Task brief: Write out the lines of the material below exactly, beginning at the line with "Draw the outline of every instance of the shingled" and stopping after the line with "Draw the outline of every instance of the hut", and leave out the pictures.

___

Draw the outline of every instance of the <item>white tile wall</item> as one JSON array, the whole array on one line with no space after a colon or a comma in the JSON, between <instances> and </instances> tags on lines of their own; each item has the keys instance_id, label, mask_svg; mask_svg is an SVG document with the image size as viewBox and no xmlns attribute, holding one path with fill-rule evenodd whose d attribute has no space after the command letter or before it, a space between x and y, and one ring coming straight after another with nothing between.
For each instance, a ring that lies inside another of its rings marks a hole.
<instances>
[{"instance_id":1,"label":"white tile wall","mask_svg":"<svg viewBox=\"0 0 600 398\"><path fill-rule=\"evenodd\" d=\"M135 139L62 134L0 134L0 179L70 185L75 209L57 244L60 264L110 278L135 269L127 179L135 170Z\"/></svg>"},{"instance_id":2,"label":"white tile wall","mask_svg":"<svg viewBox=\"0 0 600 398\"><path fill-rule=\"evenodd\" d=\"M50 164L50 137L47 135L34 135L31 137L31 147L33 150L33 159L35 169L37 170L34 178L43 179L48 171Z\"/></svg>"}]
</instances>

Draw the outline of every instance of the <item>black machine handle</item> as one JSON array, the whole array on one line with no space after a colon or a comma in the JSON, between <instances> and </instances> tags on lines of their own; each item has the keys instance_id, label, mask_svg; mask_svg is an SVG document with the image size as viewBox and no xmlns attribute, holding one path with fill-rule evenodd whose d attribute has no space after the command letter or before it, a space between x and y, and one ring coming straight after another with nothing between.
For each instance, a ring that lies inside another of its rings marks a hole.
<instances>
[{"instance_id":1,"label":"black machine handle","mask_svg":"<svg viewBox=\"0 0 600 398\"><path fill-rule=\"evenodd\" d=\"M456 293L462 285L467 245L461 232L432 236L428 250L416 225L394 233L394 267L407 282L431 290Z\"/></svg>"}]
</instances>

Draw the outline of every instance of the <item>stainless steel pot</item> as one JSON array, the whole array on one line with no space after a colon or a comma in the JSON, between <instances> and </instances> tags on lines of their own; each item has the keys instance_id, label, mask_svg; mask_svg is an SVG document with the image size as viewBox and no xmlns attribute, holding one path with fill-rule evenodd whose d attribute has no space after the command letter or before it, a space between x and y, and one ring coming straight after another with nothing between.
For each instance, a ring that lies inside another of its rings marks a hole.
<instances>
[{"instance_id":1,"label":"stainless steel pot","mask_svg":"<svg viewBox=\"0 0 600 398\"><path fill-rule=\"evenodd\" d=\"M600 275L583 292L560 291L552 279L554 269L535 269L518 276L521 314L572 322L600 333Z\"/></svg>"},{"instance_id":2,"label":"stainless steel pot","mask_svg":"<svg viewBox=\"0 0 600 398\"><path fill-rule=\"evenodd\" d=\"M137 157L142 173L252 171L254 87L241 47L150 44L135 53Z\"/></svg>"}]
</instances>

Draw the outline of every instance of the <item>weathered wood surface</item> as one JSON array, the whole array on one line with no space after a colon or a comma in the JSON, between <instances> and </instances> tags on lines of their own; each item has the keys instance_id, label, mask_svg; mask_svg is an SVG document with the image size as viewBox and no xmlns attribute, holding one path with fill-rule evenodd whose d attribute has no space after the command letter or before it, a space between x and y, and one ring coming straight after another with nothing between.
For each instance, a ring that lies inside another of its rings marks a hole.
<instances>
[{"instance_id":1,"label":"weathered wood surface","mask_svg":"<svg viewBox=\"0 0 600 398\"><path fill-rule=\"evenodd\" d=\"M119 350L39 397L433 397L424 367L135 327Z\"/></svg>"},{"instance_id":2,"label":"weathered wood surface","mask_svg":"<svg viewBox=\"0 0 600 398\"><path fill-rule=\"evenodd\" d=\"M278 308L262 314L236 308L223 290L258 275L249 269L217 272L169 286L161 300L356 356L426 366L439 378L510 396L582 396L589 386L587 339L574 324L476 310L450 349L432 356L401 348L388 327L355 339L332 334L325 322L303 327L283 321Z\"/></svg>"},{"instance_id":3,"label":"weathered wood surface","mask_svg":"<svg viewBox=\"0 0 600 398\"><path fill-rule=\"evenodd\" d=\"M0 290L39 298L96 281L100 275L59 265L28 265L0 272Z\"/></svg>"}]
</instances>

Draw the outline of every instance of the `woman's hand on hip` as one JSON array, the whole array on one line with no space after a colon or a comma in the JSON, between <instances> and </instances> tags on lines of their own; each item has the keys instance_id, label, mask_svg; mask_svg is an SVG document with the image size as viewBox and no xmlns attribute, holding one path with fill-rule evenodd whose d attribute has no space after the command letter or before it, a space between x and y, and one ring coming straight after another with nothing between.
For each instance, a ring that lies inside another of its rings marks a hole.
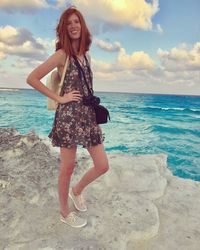
<instances>
[{"instance_id":1,"label":"woman's hand on hip","mask_svg":"<svg viewBox=\"0 0 200 250\"><path fill-rule=\"evenodd\" d=\"M80 94L80 92L77 90L73 90L67 94L64 94L63 96L60 96L58 102L64 104L64 103L73 102L73 101L78 102L81 99L82 99L82 95Z\"/></svg>"}]
</instances>

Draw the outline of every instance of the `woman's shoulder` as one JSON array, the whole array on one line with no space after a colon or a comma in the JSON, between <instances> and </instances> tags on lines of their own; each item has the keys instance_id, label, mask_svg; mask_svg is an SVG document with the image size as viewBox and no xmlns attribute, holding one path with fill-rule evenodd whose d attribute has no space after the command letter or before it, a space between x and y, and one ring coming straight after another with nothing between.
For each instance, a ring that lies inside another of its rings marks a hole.
<instances>
[{"instance_id":1,"label":"woman's shoulder","mask_svg":"<svg viewBox=\"0 0 200 250\"><path fill-rule=\"evenodd\" d=\"M66 60L66 52L64 51L64 49L58 49L55 52L55 55L57 56L58 60L59 60L59 65L64 65L65 64L65 60Z\"/></svg>"},{"instance_id":2,"label":"woman's shoulder","mask_svg":"<svg viewBox=\"0 0 200 250\"><path fill-rule=\"evenodd\" d=\"M55 54L57 54L58 57L61 58L66 58L66 52L64 51L64 49L58 49Z\"/></svg>"},{"instance_id":3,"label":"woman's shoulder","mask_svg":"<svg viewBox=\"0 0 200 250\"><path fill-rule=\"evenodd\" d=\"M58 49L58 50L56 50L56 52L55 53L58 53L58 54L60 54L60 55L66 55L66 53L65 53L65 50L64 49Z\"/></svg>"}]
</instances>

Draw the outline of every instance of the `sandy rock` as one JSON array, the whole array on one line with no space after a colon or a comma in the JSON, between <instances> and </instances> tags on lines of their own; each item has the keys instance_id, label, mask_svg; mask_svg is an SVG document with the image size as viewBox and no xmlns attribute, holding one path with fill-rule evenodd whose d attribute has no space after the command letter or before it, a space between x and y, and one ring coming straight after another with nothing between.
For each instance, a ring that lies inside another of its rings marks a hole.
<instances>
[{"instance_id":1,"label":"sandy rock","mask_svg":"<svg viewBox=\"0 0 200 250\"><path fill-rule=\"evenodd\" d=\"M0 129L0 145L0 249L200 249L200 183L173 176L166 155L109 154L83 192L88 224L74 229L59 220L58 151L15 129ZM71 185L91 166L78 150Z\"/></svg>"}]
</instances>

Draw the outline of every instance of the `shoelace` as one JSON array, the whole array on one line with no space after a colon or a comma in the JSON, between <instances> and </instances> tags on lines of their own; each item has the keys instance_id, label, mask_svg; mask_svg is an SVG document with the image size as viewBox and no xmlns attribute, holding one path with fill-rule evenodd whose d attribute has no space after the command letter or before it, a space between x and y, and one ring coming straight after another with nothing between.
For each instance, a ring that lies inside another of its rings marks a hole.
<instances>
[{"instance_id":1,"label":"shoelace","mask_svg":"<svg viewBox=\"0 0 200 250\"><path fill-rule=\"evenodd\" d=\"M70 214L69 220L70 220L71 222L75 222L75 221L77 220L77 216L76 216L75 212L72 212L72 213Z\"/></svg>"},{"instance_id":2,"label":"shoelace","mask_svg":"<svg viewBox=\"0 0 200 250\"><path fill-rule=\"evenodd\" d=\"M85 207L85 200L82 195L77 196L78 202L80 203L81 206Z\"/></svg>"}]
</instances>

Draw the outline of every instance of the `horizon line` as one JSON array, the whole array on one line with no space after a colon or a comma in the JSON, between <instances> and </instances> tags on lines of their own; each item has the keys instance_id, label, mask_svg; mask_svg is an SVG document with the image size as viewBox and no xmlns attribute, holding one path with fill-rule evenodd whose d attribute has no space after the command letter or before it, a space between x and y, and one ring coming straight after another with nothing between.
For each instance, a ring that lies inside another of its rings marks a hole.
<instances>
[{"instance_id":1,"label":"horizon line","mask_svg":"<svg viewBox=\"0 0 200 250\"><path fill-rule=\"evenodd\" d=\"M15 90L35 90L34 88L12 88L12 87L0 87L0 89L15 89ZM38 91L39 92L39 91ZM177 95L177 96L200 96L200 94L178 94L178 93L153 93L153 92L120 92L120 91L101 91L97 90L94 92L102 92L102 93L121 93L121 94L140 94L140 95ZM40 93L40 92L39 92ZM42 94L42 93L41 93Z\"/></svg>"}]
</instances>

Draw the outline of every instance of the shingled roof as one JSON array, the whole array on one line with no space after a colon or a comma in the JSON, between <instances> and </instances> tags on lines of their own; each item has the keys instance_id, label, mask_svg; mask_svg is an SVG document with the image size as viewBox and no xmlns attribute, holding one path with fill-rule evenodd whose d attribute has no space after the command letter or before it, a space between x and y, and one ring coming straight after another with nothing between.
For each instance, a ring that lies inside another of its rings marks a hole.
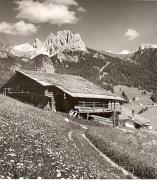
<instances>
[{"instance_id":1,"label":"shingled roof","mask_svg":"<svg viewBox=\"0 0 157 180\"><path fill-rule=\"evenodd\" d=\"M123 98L100 88L80 76L28 70L20 70L16 72L33 79L42 86L56 86L72 97L115 99L125 101Z\"/></svg>"}]
</instances>

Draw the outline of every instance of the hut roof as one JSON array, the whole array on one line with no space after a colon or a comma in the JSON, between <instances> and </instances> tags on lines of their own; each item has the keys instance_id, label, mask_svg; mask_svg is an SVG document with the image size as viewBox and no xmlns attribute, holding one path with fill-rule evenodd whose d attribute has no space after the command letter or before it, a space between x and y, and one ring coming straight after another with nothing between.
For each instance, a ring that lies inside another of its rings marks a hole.
<instances>
[{"instance_id":1,"label":"hut roof","mask_svg":"<svg viewBox=\"0 0 157 180\"><path fill-rule=\"evenodd\" d=\"M139 124L141 126L143 125L150 125L150 120L149 119L146 119L142 116L139 116L139 115L135 115L134 118L132 118L132 121L136 124Z\"/></svg>"},{"instance_id":2,"label":"hut roof","mask_svg":"<svg viewBox=\"0 0 157 180\"><path fill-rule=\"evenodd\" d=\"M16 72L33 79L42 86L56 86L72 97L115 99L125 101L123 98L100 88L80 76L28 70L20 70Z\"/></svg>"}]
</instances>

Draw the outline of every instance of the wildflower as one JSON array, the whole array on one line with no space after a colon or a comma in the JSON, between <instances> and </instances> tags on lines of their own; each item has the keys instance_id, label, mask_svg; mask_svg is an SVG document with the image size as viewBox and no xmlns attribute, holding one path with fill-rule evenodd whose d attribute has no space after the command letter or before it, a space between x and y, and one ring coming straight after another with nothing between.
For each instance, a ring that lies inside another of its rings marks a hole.
<instances>
[{"instance_id":1,"label":"wildflower","mask_svg":"<svg viewBox=\"0 0 157 180\"><path fill-rule=\"evenodd\" d=\"M10 151L10 152L12 152L12 151L14 151L14 149L12 149L12 148L9 148L9 151Z\"/></svg>"},{"instance_id":2,"label":"wildflower","mask_svg":"<svg viewBox=\"0 0 157 180\"><path fill-rule=\"evenodd\" d=\"M19 179L23 180L24 178L23 178L23 177L20 177Z\"/></svg>"},{"instance_id":3,"label":"wildflower","mask_svg":"<svg viewBox=\"0 0 157 180\"><path fill-rule=\"evenodd\" d=\"M24 164L23 163L17 163L17 168L23 168L24 167Z\"/></svg>"},{"instance_id":4,"label":"wildflower","mask_svg":"<svg viewBox=\"0 0 157 180\"><path fill-rule=\"evenodd\" d=\"M59 178L59 177L61 177L61 172L60 172L60 170L56 170L57 171L57 177Z\"/></svg>"},{"instance_id":5,"label":"wildflower","mask_svg":"<svg viewBox=\"0 0 157 180\"><path fill-rule=\"evenodd\" d=\"M42 166L42 164L41 164L41 163L39 163L39 164L38 164L38 166L39 166L39 167L41 167L41 166Z\"/></svg>"},{"instance_id":6,"label":"wildflower","mask_svg":"<svg viewBox=\"0 0 157 180\"><path fill-rule=\"evenodd\" d=\"M9 153L8 155L9 155L9 156L12 156L12 157L15 157L15 156L16 156L15 153Z\"/></svg>"}]
</instances>

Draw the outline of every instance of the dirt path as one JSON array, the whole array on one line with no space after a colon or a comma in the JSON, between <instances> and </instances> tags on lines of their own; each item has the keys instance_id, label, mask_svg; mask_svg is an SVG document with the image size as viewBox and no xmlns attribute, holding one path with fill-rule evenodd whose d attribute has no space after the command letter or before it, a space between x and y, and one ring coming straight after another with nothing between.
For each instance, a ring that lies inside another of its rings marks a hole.
<instances>
[{"instance_id":1,"label":"dirt path","mask_svg":"<svg viewBox=\"0 0 157 180\"><path fill-rule=\"evenodd\" d=\"M111 161L85 137L86 126L80 124L80 128L76 129L74 128L75 124L71 121L69 124L71 130L68 132L68 138L73 141L74 148L78 150L80 158L85 161L89 171L97 175L95 178L119 179L132 177L129 172Z\"/></svg>"},{"instance_id":2,"label":"dirt path","mask_svg":"<svg viewBox=\"0 0 157 180\"><path fill-rule=\"evenodd\" d=\"M130 177L130 178L134 178L134 179L136 178L133 174L131 174L130 172L126 171L123 167L121 167L118 164L116 164L115 162L113 162L109 157L107 157L100 150L98 150L92 144L92 142L85 136L85 134L82 134L82 137L89 143L89 145L91 147L93 147L93 149L95 149L95 151L98 152L99 156L101 156L104 159L104 161L108 162L112 167L116 168L117 170L120 170L126 177Z\"/></svg>"}]
</instances>

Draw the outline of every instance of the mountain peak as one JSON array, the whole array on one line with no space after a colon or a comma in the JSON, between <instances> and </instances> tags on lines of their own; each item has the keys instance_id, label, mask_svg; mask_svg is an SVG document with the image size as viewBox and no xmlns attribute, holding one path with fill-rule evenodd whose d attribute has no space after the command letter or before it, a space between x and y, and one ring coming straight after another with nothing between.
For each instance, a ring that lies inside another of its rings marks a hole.
<instances>
[{"instance_id":1,"label":"mountain peak","mask_svg":"<svg viewBox=\"0 0 157 180\"><path fill-rule=\"evenodd\" d=\"M24 43L24 44L14 46L14 49L18 51L31 51L33 50L33 47L29 43Z\"/></svg>"},{"instance_id":2,"label":"mountain peak","mask_svg":"<svg viewBox=\"0 0 157 180\"><path fill-rule=\"evenodd\" d=\"M140 46L139 46L139 49L140 50L144 50L144 49L155 49L157 48L157 44L149 44L149 43L142 43Z\"/></svg>"},{"instance_id":3,"label":"mountain peak","mask_svg":"<svg viewBox=\"0 0 157 180\"><path fill-rule=\"evenodd\" d=\"M34 48L29 43L20 44L11 48L11 54L17 57L30 58L34 53Z\"/></svg>"},{"instance_id":4,"label":"mountain peak","mask_svg":"<svg viewBox=\"0 0 157 180\"><path fill-rule=\"evenodd\" d=\"M86 51L86 45L81 36L69 30L58 31L57 35L51 33L44 42L44 47L50 56L64 50Z\"/></svg>"}]
</instances>

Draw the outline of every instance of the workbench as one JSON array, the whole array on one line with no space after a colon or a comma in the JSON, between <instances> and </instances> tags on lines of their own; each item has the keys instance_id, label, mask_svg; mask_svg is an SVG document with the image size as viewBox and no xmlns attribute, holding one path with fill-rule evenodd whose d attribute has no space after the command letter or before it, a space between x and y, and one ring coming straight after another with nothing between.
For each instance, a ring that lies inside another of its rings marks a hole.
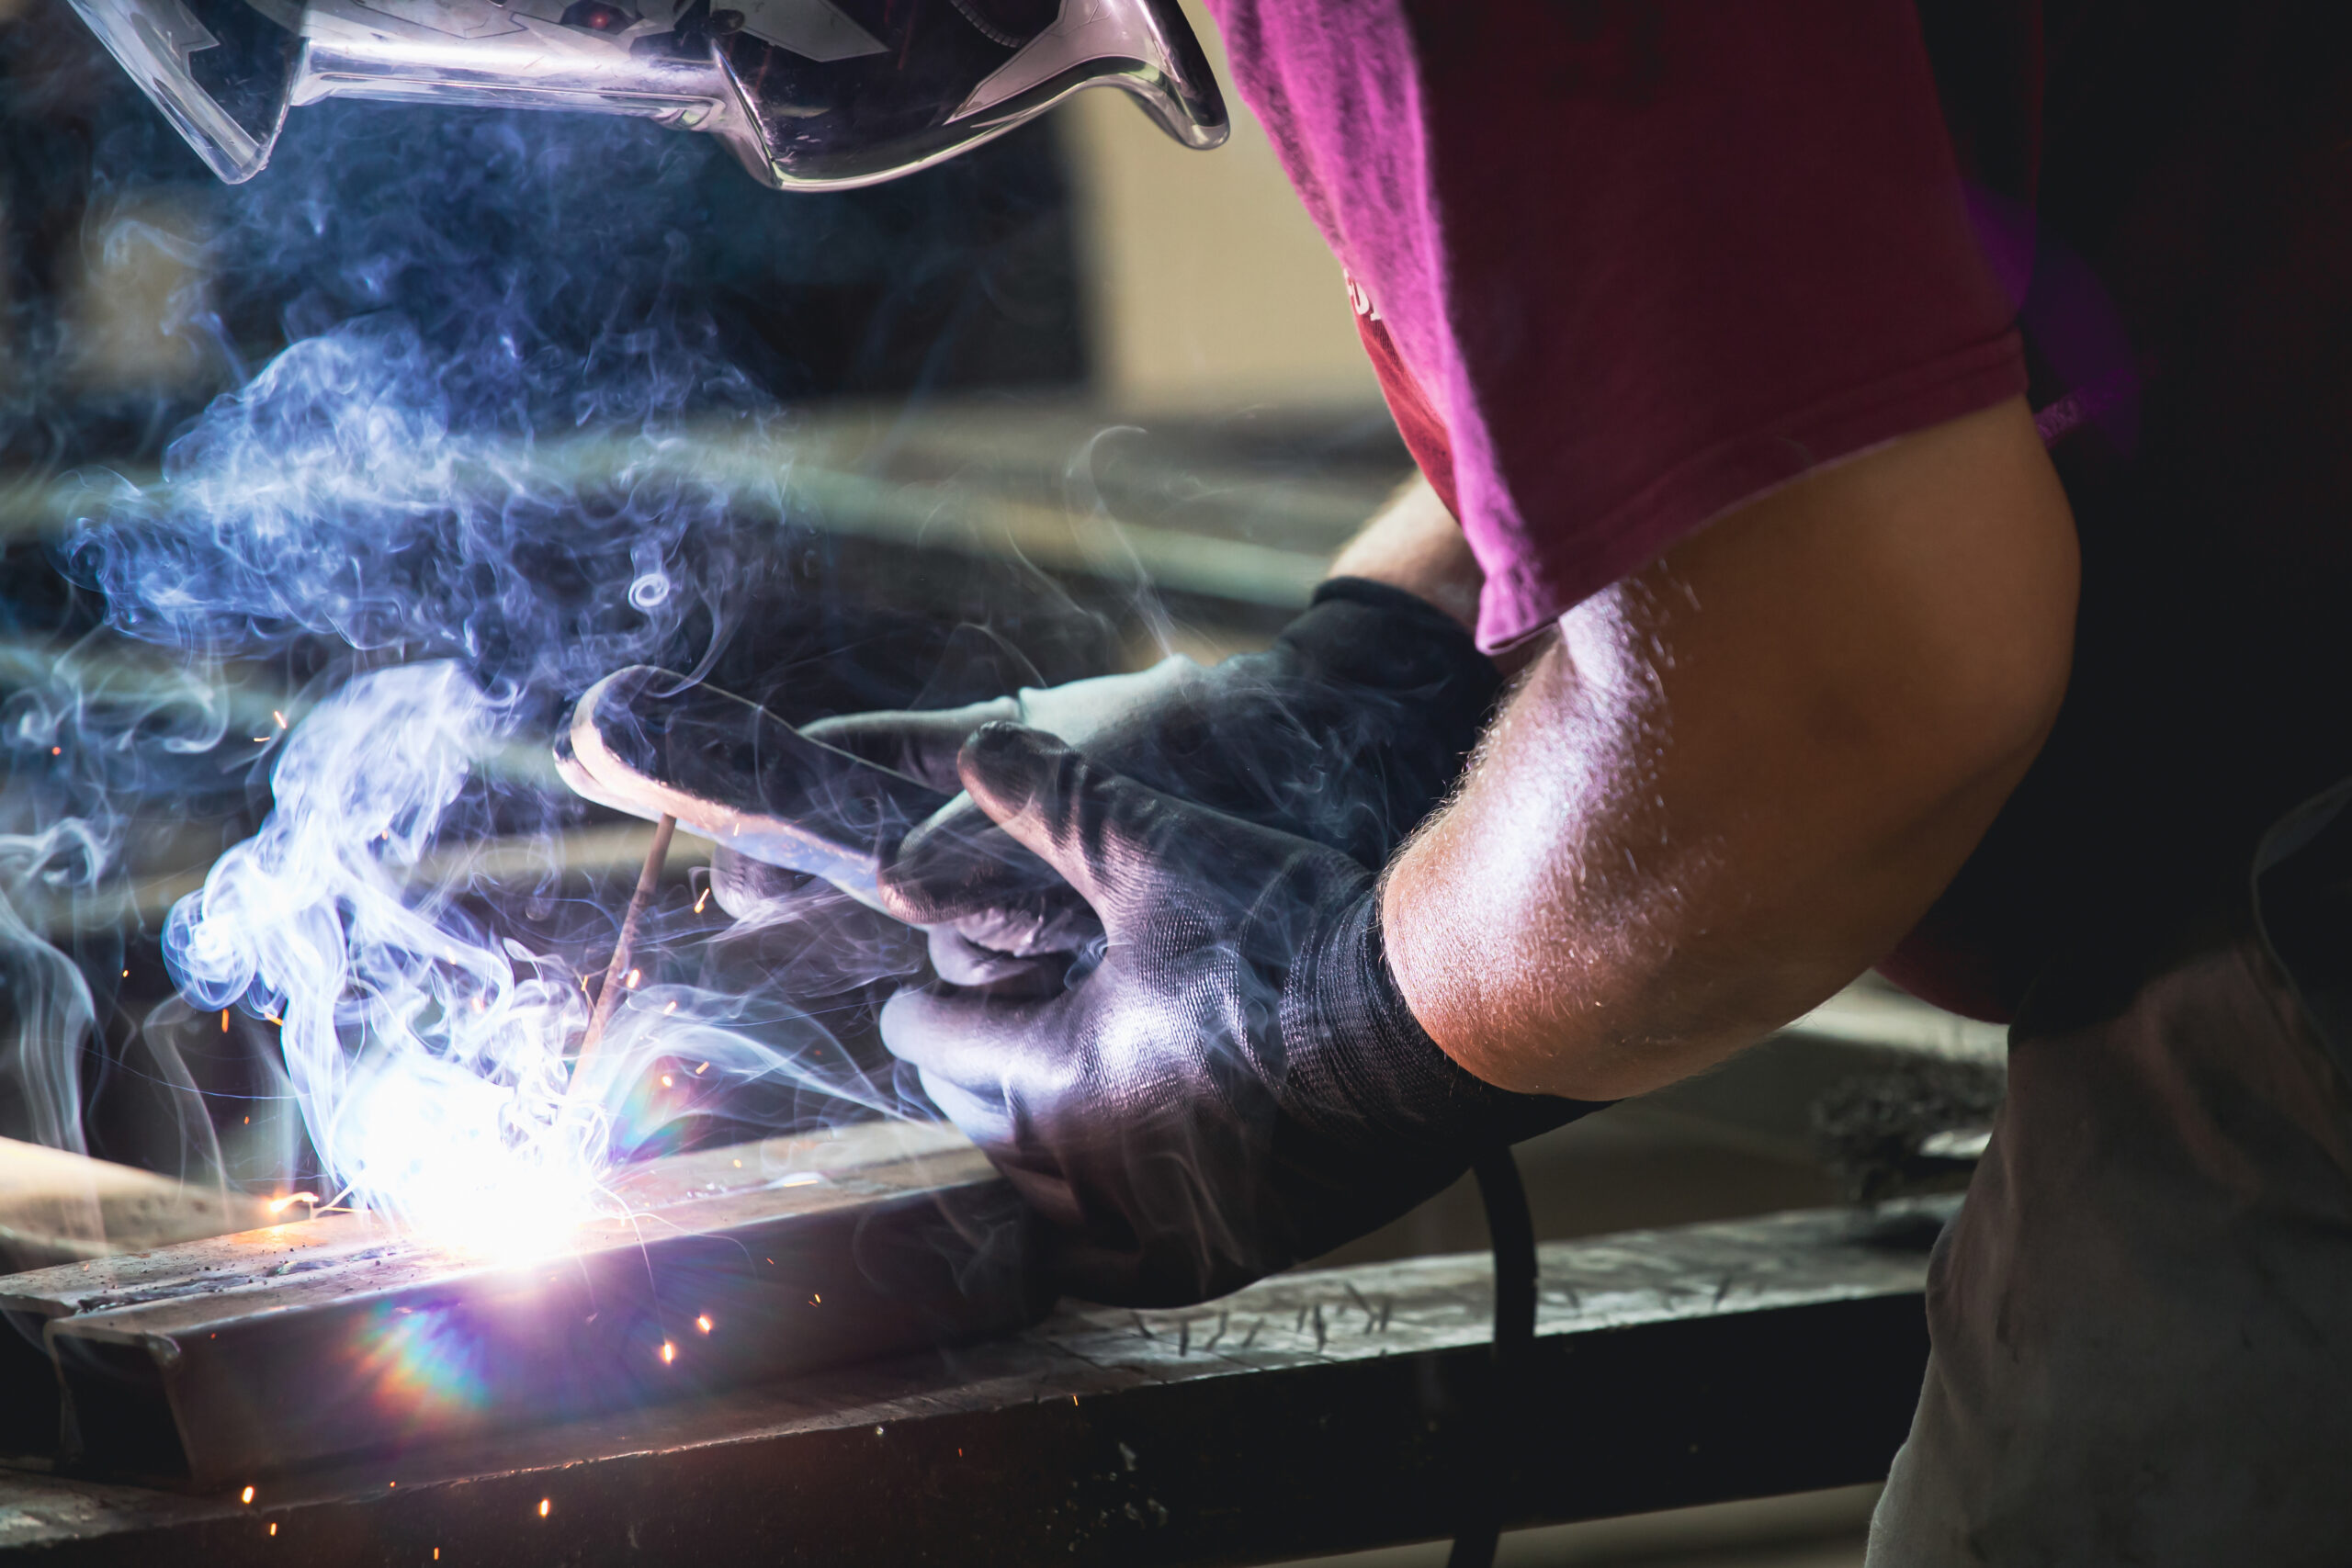
<instances>
[{"instance_id":1,"label":"workbench","mask_svg":"<svg viewBox=\"0 0 2352 1568\"><path fill-rule=\"evenodd\" d=\"M187 1495L0 1470L0 1556L211 1563L1270 1562L1451 1533L1465 1467L1513 1525L1873 1480L1927 1353L1956 1200L1542 1249L1497 1417L1483 1255L1065 1303L960 1349L398 1461ZM1481 1424L1509 1423L1494 1447Z\"/></svg>"}]
</instances>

___

Exercise result:
Draw the outline of every instance of the shingled roof as one JSON array, the whole array on one line with no space after a colon or a comma in the JSON, between <instances> and </instances> tags on lines of their own; each item has the keys instance_id, label, mask_svg; mask_svg is an SVG document with the image size as viewBox and no xmlns attribute, holding one path with fill-rule evenodd whose d attribute has no space after the command letter or before it, a space between x and y, and one ring coming straight after another with nothing between.
For each instance, a ring that lies inside another of its rings marks a hole.
<instances>
[{"instance_id":1,"label":"shingled roof","mask_svg":"<svg viewBox=\"0 0 157 180\"><path fill-rule=\"evenodd\" d=\"M123 98L100 88L80 76L28 70L20 70L16 72L33 79L42 86L56 86L72 97L115 99L125 101Z\"/></svg>"}]
</instances>

Draw the outline of every instance of the hut roof as one JSON array, the whole array on one line with no space after a colon or a comma in the JSON, between <instances> and </instances> tags on lines of their own; each item has the keys instance_id, label, mask_svg; mask_svg is an SVG document with the image size as viewBox and no xmlns attribute, holding one path with fill-rule evenodd whose d attribute has no space after the command letter or before it, a space between x and y, and one ring coming straight after another with nothing between.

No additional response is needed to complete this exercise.